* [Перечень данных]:
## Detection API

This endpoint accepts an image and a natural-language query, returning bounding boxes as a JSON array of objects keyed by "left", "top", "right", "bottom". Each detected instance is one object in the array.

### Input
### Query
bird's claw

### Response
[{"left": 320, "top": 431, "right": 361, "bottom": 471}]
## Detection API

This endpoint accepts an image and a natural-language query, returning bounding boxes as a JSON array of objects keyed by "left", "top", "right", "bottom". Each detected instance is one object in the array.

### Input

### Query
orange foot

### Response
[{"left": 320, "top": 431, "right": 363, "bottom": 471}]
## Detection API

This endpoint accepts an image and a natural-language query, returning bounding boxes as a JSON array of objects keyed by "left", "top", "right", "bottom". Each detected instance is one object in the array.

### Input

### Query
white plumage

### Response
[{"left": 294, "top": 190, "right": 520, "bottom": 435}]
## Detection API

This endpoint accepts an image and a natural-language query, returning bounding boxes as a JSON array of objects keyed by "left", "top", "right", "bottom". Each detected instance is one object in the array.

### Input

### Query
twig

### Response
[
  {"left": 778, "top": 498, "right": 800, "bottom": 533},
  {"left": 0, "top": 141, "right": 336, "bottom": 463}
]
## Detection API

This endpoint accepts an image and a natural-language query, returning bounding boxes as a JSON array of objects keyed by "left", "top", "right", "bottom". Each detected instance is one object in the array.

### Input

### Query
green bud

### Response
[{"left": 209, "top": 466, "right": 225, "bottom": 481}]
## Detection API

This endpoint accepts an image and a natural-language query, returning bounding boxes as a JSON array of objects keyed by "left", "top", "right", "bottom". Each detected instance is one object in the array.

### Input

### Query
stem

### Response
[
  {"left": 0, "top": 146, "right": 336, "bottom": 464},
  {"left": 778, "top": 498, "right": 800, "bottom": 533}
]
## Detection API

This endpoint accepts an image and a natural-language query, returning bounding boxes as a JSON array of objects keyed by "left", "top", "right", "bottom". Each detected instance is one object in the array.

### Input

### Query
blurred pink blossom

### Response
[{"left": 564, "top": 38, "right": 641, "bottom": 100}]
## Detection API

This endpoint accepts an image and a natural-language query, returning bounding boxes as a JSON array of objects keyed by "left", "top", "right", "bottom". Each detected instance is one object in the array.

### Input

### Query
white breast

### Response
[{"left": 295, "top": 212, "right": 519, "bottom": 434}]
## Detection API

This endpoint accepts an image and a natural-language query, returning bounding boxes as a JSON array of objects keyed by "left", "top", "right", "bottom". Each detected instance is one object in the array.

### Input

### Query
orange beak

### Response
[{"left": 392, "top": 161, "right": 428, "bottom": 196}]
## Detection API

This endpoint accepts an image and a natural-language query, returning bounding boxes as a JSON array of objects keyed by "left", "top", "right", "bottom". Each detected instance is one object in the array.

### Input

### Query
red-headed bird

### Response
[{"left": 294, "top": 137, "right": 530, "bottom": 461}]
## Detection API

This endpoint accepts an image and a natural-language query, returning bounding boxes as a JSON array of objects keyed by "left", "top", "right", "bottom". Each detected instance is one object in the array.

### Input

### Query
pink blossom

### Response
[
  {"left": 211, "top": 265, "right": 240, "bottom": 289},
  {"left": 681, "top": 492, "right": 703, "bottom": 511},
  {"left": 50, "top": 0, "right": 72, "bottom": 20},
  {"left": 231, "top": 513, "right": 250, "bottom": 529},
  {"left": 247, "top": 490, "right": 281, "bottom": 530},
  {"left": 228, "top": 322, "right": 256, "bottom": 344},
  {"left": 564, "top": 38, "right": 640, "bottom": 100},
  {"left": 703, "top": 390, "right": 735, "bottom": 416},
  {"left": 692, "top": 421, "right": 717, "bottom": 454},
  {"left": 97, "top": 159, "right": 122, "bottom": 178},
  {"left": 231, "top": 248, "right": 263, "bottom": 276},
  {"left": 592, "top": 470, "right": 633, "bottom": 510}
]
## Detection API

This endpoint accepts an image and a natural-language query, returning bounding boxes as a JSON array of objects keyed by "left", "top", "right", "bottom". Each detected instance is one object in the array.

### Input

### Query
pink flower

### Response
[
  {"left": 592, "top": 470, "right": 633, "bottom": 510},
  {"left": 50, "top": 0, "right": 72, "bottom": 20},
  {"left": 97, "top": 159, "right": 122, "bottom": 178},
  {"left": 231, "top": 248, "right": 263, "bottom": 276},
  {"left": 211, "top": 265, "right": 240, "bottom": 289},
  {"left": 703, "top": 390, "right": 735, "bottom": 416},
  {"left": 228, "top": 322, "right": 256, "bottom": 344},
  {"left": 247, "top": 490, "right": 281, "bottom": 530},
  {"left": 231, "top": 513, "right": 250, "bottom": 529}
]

* [ПОСТАВЛЕННАЯ ЗАДАЧА]:
Найдите в записях выше все строки со словом «pink» и перепишите каждую целиком. Регистр букв учитывается.

* [ПРАВИЛЬНЫЙ ОТВЕТ]:
blurred pink blossom
pink blossom
pink flower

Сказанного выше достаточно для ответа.